(INSTRUCTIONS)
**1.** In the fertility forum thread, why was the fertility specialist worried even though the mucus could loosen around ovulation? Answer in one to three sentences.
**2.** Echo the stretch of the fertility forum thread from "## LittleBird" through "things 'down there'.".
**3.** Write what follows the last sentence of the fertility forum thread.

I go for my follicle check on friday which is day 11. I cant wait to see the results :happydance:


----------



## LittleBird

sarahincanada said:


> thanks for sharing that....how did they know your cm was preventing hubbies semen, did they test somehow?
> 
> oooooh Im keeping my fingers crossed for you this month! someone I know on here just got their BFP 2nd cycle of IUI...the first they only had 1 follicle but their 2nd they had 4 and got a BFP! so if not this month it should happen soon and perhaps clomid results get better month by month :hugs:
> 
> did the insertion of the sperm hurt at all? my nurse showed me the device and it didnt look too big, Im just a wuss with things 'down there'.
> 
> I go for my follicle check on friday which is day 11. I cant wait to see the results :happydance:

You're welcome! They did a post-coital test the day they checked my follicles and said that the sperm wasn't moving at all, and the CM was too thick. I think it's basically like a pap smear where they collect some CM and look at it under a microscope to see how the fibers are looking and if there is sperm present, they can tell whether it's moving forward or just sitting there. The FS said that it could loosen up for a few hours around ovulation, but she was worried because my follicle was looking pretty big (20mm) and it looked like I'd be ovulating soon.

Thank you! I don't know if DH is going to be up for another IUI. It was a stressful thing having to make that decision and getting him into the office 24 hours after my follicle check. He feels like we should be able to do this on our own. I see what he's saying, but I couldn't stand to miss out this cycle just because of CM issues. I was also taking the guaifenesin religiously to try to help with CM in anticipation of the problem -- guess it didn't help me. :nope:

They used the speculum to get the catheter in place, and there was some cramping at that point. Then when the nurse injected the sperm, there was quite a bit of cramping. I felt it more than the HSG I had last cycle, although, to be fair, the HSG was really easy for me and the cramping this time was pretty short. So yes, some cramping, but I had a greater reaction to the sperm than I did to the catheter.

(PROVIDED DATA)
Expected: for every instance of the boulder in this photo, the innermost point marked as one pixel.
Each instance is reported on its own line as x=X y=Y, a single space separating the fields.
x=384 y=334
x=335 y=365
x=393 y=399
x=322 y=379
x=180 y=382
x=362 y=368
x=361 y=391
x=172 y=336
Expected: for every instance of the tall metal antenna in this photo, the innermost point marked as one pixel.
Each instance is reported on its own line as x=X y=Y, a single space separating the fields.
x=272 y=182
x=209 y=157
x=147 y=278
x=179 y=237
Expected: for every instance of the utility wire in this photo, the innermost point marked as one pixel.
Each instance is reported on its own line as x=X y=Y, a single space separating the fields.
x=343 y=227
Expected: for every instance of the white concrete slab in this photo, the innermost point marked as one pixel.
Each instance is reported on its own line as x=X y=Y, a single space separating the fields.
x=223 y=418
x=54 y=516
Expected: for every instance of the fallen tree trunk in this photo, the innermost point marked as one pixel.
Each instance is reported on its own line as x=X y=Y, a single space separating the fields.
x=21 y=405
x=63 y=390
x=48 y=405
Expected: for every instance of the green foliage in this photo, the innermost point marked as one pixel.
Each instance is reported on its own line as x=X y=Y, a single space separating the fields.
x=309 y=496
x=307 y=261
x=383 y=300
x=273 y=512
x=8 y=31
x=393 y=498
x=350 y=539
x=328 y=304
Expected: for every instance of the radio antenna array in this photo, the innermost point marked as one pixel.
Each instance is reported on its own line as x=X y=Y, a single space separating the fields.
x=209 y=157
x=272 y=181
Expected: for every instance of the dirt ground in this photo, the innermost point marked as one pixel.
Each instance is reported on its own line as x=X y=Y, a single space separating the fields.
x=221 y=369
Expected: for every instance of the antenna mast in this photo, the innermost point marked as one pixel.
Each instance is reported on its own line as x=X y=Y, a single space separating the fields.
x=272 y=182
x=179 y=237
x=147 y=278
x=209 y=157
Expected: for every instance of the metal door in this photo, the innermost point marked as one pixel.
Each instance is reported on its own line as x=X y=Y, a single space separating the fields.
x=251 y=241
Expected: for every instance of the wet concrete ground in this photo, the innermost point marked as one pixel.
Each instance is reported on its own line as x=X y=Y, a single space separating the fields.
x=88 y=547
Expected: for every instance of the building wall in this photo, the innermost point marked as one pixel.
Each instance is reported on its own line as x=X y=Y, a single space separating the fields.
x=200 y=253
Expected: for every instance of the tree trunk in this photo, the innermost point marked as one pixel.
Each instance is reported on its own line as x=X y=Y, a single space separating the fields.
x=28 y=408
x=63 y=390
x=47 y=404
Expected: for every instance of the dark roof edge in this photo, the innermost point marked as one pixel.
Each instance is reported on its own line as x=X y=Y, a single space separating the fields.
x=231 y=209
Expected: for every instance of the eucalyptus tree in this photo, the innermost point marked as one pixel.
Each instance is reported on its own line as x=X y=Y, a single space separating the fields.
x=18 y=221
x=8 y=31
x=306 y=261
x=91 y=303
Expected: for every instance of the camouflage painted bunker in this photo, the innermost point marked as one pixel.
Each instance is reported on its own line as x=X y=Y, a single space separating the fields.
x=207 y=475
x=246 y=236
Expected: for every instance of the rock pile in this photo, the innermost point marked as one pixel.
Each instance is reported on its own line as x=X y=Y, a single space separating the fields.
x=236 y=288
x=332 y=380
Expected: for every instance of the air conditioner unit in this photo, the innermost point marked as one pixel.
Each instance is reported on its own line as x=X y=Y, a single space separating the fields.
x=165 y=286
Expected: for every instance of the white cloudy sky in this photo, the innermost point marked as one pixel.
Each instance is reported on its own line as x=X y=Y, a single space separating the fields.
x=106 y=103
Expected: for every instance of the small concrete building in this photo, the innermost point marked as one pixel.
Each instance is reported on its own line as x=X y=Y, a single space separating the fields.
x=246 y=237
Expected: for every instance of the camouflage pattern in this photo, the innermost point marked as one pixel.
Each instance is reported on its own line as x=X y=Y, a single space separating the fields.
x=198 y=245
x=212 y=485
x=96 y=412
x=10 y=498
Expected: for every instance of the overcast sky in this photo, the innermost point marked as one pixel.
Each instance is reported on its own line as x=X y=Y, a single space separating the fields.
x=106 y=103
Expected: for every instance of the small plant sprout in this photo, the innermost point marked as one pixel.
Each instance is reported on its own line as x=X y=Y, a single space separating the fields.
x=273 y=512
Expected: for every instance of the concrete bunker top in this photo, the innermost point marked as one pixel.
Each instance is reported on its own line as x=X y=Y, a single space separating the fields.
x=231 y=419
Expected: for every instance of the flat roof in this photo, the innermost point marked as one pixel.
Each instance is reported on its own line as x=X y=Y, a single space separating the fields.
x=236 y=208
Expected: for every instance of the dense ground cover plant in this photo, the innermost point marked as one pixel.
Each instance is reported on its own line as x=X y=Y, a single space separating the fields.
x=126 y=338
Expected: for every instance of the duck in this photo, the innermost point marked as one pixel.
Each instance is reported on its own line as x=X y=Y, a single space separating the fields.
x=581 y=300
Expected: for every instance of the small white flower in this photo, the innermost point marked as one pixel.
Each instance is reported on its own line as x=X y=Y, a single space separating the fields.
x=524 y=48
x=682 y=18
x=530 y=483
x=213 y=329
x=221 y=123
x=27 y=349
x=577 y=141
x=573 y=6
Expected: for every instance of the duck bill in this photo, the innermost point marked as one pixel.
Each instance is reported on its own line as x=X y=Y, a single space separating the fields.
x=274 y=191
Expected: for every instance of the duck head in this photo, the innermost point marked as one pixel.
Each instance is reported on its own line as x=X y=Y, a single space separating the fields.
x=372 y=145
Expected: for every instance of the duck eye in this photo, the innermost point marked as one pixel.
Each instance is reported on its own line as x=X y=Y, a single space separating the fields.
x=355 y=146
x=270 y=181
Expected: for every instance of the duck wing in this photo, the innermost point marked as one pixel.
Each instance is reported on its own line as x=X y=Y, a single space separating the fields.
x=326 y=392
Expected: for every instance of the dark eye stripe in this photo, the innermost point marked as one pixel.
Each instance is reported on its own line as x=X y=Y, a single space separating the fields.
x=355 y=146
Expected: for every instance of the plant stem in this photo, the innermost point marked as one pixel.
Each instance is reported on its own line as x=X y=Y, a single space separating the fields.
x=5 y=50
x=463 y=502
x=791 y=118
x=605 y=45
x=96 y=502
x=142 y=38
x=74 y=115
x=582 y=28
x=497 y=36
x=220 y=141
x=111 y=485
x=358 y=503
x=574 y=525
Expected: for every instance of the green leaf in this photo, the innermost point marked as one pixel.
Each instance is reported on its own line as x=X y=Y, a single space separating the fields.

==

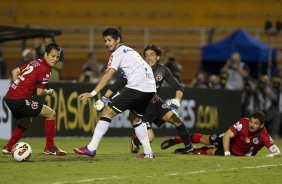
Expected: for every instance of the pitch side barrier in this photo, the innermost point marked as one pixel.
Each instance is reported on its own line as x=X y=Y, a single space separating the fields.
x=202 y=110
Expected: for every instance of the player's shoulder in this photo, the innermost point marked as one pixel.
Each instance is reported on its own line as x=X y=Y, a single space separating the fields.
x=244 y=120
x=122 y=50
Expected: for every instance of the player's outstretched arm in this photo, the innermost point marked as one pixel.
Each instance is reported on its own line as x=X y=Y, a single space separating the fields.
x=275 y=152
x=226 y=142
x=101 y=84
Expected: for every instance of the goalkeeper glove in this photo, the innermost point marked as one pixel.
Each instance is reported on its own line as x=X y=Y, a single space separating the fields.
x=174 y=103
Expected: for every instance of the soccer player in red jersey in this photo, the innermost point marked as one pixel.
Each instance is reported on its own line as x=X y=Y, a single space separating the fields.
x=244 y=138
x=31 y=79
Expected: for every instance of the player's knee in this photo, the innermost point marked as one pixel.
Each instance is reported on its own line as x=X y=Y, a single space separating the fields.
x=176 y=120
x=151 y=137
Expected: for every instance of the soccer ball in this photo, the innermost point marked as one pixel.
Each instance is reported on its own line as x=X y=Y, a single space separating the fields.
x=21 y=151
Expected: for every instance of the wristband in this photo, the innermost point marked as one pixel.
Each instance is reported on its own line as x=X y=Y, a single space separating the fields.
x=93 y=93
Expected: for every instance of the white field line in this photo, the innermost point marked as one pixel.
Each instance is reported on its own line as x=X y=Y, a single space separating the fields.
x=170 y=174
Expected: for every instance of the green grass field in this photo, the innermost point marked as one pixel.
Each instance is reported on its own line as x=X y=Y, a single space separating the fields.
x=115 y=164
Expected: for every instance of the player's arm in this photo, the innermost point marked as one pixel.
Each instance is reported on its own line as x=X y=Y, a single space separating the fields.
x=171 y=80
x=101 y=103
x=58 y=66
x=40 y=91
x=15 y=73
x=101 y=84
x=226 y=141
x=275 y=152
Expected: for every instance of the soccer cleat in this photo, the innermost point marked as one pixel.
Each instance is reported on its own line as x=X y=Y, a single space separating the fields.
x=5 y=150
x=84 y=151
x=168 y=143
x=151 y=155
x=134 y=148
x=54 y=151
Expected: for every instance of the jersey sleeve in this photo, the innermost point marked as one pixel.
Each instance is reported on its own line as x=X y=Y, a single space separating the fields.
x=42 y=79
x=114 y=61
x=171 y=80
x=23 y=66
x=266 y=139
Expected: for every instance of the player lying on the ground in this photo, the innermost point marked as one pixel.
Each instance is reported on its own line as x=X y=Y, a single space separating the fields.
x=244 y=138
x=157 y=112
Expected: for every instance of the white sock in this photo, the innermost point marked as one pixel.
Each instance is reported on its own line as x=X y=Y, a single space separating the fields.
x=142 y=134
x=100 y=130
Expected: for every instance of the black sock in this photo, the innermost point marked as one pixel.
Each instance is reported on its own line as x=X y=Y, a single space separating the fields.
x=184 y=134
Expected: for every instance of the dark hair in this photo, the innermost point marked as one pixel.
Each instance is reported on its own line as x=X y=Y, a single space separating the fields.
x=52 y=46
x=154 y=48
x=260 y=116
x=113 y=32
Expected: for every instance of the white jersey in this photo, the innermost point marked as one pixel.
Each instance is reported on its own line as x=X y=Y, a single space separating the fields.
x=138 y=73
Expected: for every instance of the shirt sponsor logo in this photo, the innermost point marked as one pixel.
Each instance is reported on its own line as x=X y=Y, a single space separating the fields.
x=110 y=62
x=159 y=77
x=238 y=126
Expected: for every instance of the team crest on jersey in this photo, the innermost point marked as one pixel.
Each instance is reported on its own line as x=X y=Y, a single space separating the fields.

(ANSWERS TO EACH TASK)
**1.** The specialist said the mucus might loosen for a few hours around ovulation. She was worried because the follicle already looked pretty big, at 20mm, so ovulation seemed close.

**2.**
## LittleBird

sarahincanada said:


> thanks for sharing that....how did they know your cm was preventing hubbies semen, did they test somehow?
> 
> oooooh Im keeping my fingers crossed for you this month! someone I know on here just got their BFP 2nd cycle of IUI...the first they only had 1 follicle but their 2nd they had 4 and got a BFP! so if not this month it should happen soon and perhaps clomid results get better month by month :hugs:
> 
> did the insertion of the sperm hurt at all? my nurse showed me the device and it didnt look too big, Im just a wuss with things 'down there'.

**3.**
Good luck at your follicle check! I hope you have big, juicy follicles and amazing lining! :thumbup:


----------



## sarahincanada

LittleBird said:


> You're welcome! They did a post-coital test the day they checked my follicles and said that the sperm wasn't moving at all, and the CM was too thick. I think it's basically like a pap smear where they collect some CM and look at it under a microscope to see how the fibers are looking and if there is sperm present, they can tell whether it's moving forward or just sitting there. The FS said that it could loosen up for a few hours around ovulation, but she was worried because my follicle was looking pretty big (20mm) and it looked like I'd be ovulating soon.
> 
> Thank you! I don't know if DH is going to be up for another IUI. It was a stressful thing having to make that decision and getting him into the office 24 hours after my follicle check. He feels like we should be able to do this on our own. I see what he's saying, but I couldn't stand to miss out this cycle just because of CM issues. I was also taking the guaifenesin religiously to try to help with CM in anticipation of the problem -- guess it didn't help me. :nope:
> 
> They used the speculum to get the catheter in place, and there was some cramping at that point. Then when the nurse injected the sperm, there was quite a bit of cramping. I felt it more than the HSG I had last cycle, although, to be fair, the HSG was really easy for me and the cramping this time was pretty short. So yes, some cramping, but I had a greater reaction to the sperm than I did to the catheter.
> 
> Good luck at your follicle check! I hope you have big, juicy follicles and amazing lining! :thumbup:

thats very interesting about them checking the cm, I have heard of cm being hostile for sperm and many women needing iUi, just hadnt heard anyone getting it tested. Im really hoping that was the only problem for you and you get your bfp this cycle! 

my hubby is pretty easy going, he found it awkward giving a sample of SA so he will probably feel the same if we do IUI. For me I want to do everything possible to get my first BFP, then after that we can try naturally.

glad to hear its not too painful!

would you consider IVF if IUI doesnt work? hoping it doesnt get to that for either of us :hugs:


----------



## Springy

Sarah - I did 2 rounds of clomid without monitoring (50mg) and then I did 2 months with (100mg) the first was timed intercourse the 2nd was IUI. Then we upp'd the clomid to 150mg for April and did IUI. I was never able to produce more than one follicle on clomid so our next step is the injectables.

As for the IUI, it was really painless. Just like a pap smear but you lay on the table for awhile after. I never had the post coital test done but a friend did. Not sure why the discrepancy in why some clinics do it and others do not. I did some research and it said that some Dr believe it to be an unreliable test. I have always wondered if it was a test I should have done as I don't believe that I produce a lot of CM - never seem to get that egg white consistency that everyone talks about. I also appear to ovulate every month as I am getting :) on my OPK and then when they were cycle monitoring they confirmed ovulation.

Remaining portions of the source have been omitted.